• _What the task requires_
Reproduce each line of the material exactly, minus any picture.

• _Data rows_
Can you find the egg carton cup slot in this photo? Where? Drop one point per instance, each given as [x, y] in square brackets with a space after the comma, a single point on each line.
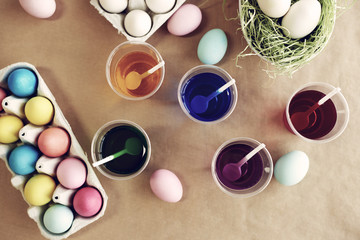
[117, 19]
[29, 134]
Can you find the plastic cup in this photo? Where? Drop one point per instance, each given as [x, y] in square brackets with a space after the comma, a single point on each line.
[256, 172]
[111, 138]
[327, 122]
[139, 57]
[203, 80]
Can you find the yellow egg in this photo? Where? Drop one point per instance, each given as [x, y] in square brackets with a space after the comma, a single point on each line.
[9, 128]
[39, 189]
[39, 110]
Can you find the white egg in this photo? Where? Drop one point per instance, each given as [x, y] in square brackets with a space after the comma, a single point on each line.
[113, 6]
[274, 8]
[160, 6]
[291, 168]
[302, 18]
[137, 23]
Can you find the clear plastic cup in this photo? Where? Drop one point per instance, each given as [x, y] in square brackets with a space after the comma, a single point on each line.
[139, 57]
[256, 172]
[327, 122]
[204, 80]
[118, 131]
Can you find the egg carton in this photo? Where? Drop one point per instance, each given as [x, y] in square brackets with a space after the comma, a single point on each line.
[117, 19]
[28, 134]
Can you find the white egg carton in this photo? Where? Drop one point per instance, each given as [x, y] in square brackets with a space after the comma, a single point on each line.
[29, 134]
[117, 19]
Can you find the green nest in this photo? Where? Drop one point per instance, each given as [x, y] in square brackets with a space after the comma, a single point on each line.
[265, 37]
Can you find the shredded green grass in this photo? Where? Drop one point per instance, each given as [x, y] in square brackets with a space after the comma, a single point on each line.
[265, 38]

• _Response for this exercise_
Can you find the egg carton cup slot in this photo? Where? Drop one point per instance, each given as [x, y] in square brackets with a space after the comma, a single point on each line.
[117, 19]
[29, 134]
Can you find the plastic cup in this photo? Where? Drop one point per instance, each given as [x, y] in square brackets with a space after the comma, a single point on each line.
[256, 172]
[111, 138]
[327, 122]
[139, 57]
[203, 80]
Can you find the yellow egg in this photo? Where? Drop one point per instance, each given as [x, y] in square brackets with a space after the comma, a single point on each line.
[9, 128]
[39, 189]
[39, 110]
Can you find the white egg in this photo? Where? Drop one point per instance, each given as [x, y] in square brackets with a space after the comma, a single point on each line.
[113, 6]
[274, 8]
[160, 6]
[291, 168]
[302, 18]
[137, 23]
Can you find the clear plastic cup in this photo? Where? Drop one point per instance, each given as [x, y] in square brackets with a space after the comma, a single point on each line.
[139, 57]
[256, 172]
[327, 122]
[204, 80]
[118, 131]
Can you find the egg carton in this photo? Where? Drop one point per instance, each given as [x, y] in square brackets with a space after the comma, a single point on each line.
[117, 19]
[28, 134]
Can you find the white egg carton in this photo? Where? Drop one point per instance, each given as [x, y] in square brackets with a space after the comma, a single point on each line.
[29, 134]
[117, 19]
Can you find the green nest in this photo? Where? Drop one point per instance, each given as [x, y] in square brackets with a space after the comma, a single point on each line.
[265, 37]
Can you find the shredded green grass in this photo? Where? Drop one point per instance, each given as [x, y] in square brackets with a space after the comma, a single point on each line.
[265, 38]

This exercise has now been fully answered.